| DATOS |
════════════════

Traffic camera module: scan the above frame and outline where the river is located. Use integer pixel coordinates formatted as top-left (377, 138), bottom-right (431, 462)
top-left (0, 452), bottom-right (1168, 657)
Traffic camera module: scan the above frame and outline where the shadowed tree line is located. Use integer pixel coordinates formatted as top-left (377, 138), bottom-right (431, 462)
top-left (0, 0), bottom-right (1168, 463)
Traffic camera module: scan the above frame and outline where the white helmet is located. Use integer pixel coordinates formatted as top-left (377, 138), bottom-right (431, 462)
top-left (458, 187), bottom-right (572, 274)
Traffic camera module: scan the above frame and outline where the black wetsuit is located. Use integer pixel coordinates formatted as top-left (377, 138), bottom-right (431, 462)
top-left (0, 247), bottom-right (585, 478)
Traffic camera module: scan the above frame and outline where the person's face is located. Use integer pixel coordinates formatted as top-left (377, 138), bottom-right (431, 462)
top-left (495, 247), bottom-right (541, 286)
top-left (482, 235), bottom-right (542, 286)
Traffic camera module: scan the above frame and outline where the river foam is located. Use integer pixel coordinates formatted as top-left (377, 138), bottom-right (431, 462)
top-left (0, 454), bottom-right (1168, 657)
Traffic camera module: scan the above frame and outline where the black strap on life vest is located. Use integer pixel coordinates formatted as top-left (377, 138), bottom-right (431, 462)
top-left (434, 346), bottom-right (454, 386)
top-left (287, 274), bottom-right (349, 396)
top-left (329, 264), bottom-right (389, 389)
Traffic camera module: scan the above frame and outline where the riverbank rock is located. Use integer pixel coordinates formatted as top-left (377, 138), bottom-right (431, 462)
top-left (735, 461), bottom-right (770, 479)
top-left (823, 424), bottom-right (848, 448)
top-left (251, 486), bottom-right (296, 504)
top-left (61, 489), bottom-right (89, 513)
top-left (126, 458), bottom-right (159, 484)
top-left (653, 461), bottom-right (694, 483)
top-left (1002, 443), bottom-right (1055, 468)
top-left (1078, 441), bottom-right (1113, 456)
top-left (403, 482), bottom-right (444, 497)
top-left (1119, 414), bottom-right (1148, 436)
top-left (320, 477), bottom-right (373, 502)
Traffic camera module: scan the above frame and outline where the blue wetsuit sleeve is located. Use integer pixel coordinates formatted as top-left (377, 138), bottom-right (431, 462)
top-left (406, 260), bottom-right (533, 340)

════════════════

| EJERCICIO ESCRITO |
Reproduce todas las líneas de arriba, sin alterar ni un carácter.

| TAREA RESUELTA |
Traffic camera module: scan the above frame and outline where the river is located. Use integer pixel coordinates formatted as top-left (377, 138), bottom-right (431, 462)
top-left (0, 452), bottom-right (1168, 657)
Traffic camera module: scan the above frame and outline where the shadowed tree line is located. Use integer pixel coordinates formatted as top-left (377, 138), bottom-right (431, 462)
top-left (0, 0), bottom-right (1168, 463)
Traffic camera module: scan the above frame and outline where the white helmet is located. Use integer pixel coordinates formatted as top-left (377, 138), bottom-right (431, 462)
top-left (458, 187), bottom-right (572, 274)
Traffic camera module: scan the above frame and outline where the black wetsuit is located. Use integer pixel coordinates formatted as top-left (377, 138), bottom-right (431, 462)
top-left (0, 247), bottom-right (585, 478)
Traffic camera module: scan the above frame and outline where the person's face is located. Use integer pixel coordinates formatted as top-left (377, 138), bottom-right (431, 462)
top-left (495, 247), bottom-right (541, 286)
top-left (482, 235), bottom-right (542, 286)
Traffic camera module: scan the above frame and outline where the river foam is located. Use integer pixel coordinates formatted as top-left (377, 138), bottom-right (431, 462)
top-left (0, 454), bottom-right (1168, 657)
Traffic camera module: scan the above frame and outline where the black strap on life vest is located. Use integer pixel coordinates formatted as top-left (377, 138), bottom-right (431, 462)
top-left (434, 346), bottom-right (454, 386)
top-left (287, 274), bottom-right (349, 396)
top-left (329, 264), bottom-right (389, 389)
Traffic camera module: scan the above frame and outline where the riverbank rock is located. Use integer pixel coordinates formatted as top-left (377, 138), bottom-right (431, 462)
top-left (735, 461), bottom-right (770, 479)
top-left (823, 424), bottom-right (848, 448)
top-left (251, 486), bottom-right (296, 504)
top-left (61, 489), bottom-right (89, 513)
top-left (126, 458), bottom-right (159, 484)
top-left (653, 461), bottom-right (694, 483)
top-left (1002, 443), bottom-right (1055, 468)
top-left (1078, 441), bottom-right (1113, 456)
top-left (403, 482), bottom-right (444, 497)
top-left (1119, 414), bottom-right (1148, 436)
top-left (320, 477), bottom-right (373, 502)
Traffic camera module: scan the above frame and outline where the blue wetsuit sleeve is located. Use integer pixel coordinates formatted as top-left (377, 138), bottom-right (431, 462)
top-left (406, 260), bottom-right (533, 340)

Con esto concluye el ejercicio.